**Selected text:**
One example is not the same as "most LLMs". My experience is the same with most LLMs. Especially the smaller ones are English oriented (probably makes sense given the size constraints).

altmanaltman 17 hours ago [ - ]

It really doesn't matter if the model sucks and doesn't perform well. Given the funding amount and their lofty ambitions, it seems very unlikely they will be able to pull it off properly.

Yeah China and US models have baises but so will any model. The biases do not get in the way of the product though. You don't open those models just to ask for what happened in Taianaman square or if Taiwan is a state. You dont ask ChatGPT to generate CASM. But they are very good at the tasks you actually expect from a LLM. If you fail at that, nobody will use your model no matter how "ethically sourced" a colonizer-based entity like Europe made it.

edg5000 15 hours ago [ - ]

> no matter how "ethically sourced" a colonizer-based entity like Europe made it

The attempt is laughable, buy every country should at least try to keep up with frontier technology, even if they fail massively or are massively underfunded.

On the other hand, it's arguably wasteful for an incompetent govt to do something like this, since the money will almost certainly not be well spent. It will just go to people good with MS Word. That's the likely failure mode for such NL innovation projects. The actual solution is a culture shift, but that is much harder if not impossible to pull off and requires decades. But we (NL people and govt) should work towards that. Most likely all these govt led innovation attempts are a sad waste of tax money.

bigfudge 13 hours ago [ - ]

The culture shift that has generated this is the same one that causes the other story on HN this morning about xAIs gas generators being a national security issue. Ie one towards corruption graft and the public ill.

I don’t want Europe to model itself on the US, whatever the economic gain. Hopefully we are large enough to find a third way between China and the US.

dr_dshiv 21 hours ago [ - ]

There is something north of 8% OCR error rates.. that will hurt model quality!

siva7 21 hours ago [ - ]

Uh, some would say it's easy to determine what input went into the training for kimi and qwen.. since they were caught stealing it from American labs. Some cultural cliches may never change.

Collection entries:
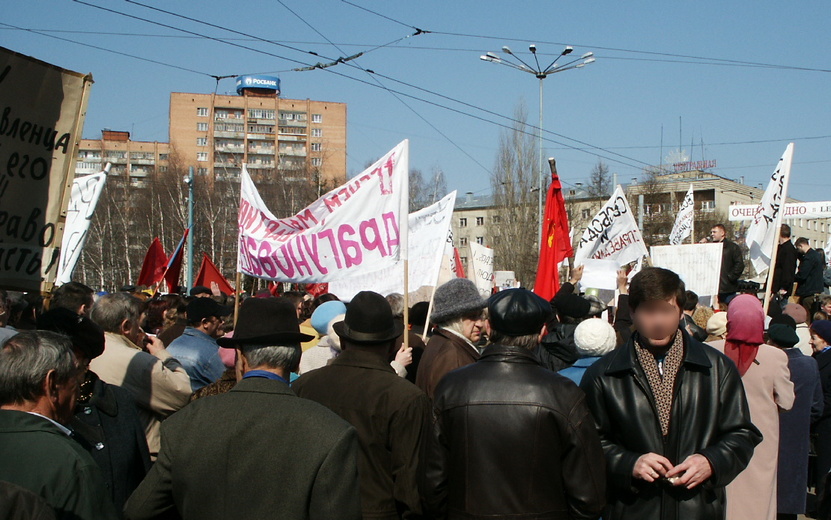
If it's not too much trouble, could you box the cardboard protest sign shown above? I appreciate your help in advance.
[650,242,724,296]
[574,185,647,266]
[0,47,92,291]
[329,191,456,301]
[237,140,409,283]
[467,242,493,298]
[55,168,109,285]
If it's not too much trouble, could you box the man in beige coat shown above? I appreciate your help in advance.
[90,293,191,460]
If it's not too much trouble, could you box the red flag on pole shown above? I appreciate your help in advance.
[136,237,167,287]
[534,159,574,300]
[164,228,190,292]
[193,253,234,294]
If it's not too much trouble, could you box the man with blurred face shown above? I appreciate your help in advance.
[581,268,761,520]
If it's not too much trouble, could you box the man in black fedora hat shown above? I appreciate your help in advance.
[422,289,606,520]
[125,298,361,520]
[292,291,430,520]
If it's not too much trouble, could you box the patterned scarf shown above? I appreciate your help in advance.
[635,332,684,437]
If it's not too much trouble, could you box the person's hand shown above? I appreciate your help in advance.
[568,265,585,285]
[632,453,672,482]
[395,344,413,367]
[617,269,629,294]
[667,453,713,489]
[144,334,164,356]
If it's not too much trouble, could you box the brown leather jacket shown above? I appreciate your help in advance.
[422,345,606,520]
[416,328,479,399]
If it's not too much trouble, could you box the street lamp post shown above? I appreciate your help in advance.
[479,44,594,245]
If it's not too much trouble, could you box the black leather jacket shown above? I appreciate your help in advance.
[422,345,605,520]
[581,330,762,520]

--

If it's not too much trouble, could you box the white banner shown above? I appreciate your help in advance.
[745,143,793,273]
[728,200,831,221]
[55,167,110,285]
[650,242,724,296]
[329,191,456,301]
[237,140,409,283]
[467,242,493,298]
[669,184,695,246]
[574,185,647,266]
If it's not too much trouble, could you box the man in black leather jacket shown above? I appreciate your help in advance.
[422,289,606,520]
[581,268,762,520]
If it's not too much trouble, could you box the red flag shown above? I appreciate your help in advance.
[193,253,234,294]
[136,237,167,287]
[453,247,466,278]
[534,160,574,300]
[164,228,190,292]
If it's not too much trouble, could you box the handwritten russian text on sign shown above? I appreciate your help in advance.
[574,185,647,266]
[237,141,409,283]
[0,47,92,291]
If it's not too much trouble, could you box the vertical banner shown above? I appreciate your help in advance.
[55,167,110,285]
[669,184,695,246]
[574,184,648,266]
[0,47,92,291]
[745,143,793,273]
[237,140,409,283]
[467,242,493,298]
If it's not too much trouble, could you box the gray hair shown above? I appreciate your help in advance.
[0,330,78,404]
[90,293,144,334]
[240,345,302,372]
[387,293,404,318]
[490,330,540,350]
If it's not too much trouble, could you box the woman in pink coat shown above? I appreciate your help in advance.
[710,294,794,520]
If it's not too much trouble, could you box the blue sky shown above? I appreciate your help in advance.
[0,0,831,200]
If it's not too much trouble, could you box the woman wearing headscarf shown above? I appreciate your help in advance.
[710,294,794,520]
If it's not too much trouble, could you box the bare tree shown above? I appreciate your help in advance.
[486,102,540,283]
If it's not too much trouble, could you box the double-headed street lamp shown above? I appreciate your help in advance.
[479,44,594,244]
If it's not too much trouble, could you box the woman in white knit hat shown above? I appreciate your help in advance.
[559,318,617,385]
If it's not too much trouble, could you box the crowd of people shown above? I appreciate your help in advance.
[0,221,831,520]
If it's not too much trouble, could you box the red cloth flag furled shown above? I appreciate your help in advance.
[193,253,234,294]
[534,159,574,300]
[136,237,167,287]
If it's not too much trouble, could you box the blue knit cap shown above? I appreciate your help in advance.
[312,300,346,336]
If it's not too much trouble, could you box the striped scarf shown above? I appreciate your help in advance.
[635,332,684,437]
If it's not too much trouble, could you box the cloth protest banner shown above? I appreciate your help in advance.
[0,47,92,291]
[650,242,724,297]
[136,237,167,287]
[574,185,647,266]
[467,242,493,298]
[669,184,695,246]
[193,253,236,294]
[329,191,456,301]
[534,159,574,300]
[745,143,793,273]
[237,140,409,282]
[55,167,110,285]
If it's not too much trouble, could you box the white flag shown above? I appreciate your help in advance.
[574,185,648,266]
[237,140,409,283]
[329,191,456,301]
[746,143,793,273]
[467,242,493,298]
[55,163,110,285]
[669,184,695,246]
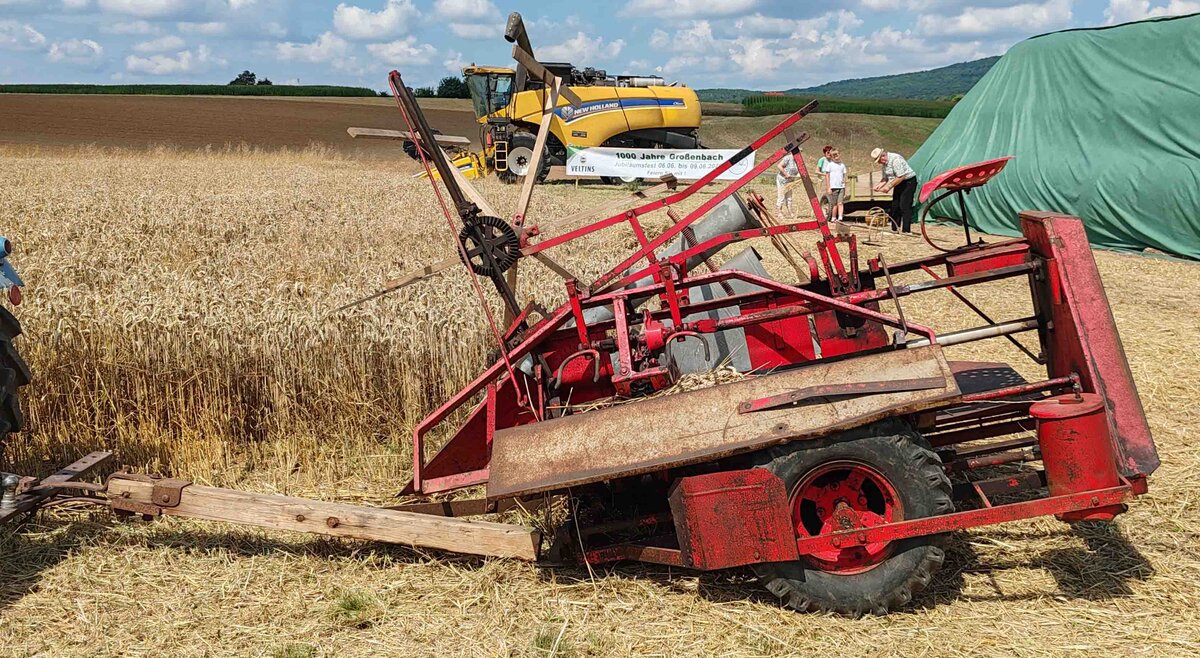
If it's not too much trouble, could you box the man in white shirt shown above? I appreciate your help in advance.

**Requirement:** Could you return the part of the LLM thread starting at "Yeah China and" and ending at "Europe made it.", word for word? You can ignore the listing.

**Reply to the exercise:**
Yeah China and US models have baises but so will any model. The biases do not get in the way of the product though. You don't open those models just to ask for what happened in Taianaman square or if Taiwan is a state. You dont ask ChatGPT to generate CASM. But they are very good at the tasks you actually expect from a LLM. If you fail at that, nobody will use your model no matter how "ethically sourced" a colonizer-based entity like Europe made it.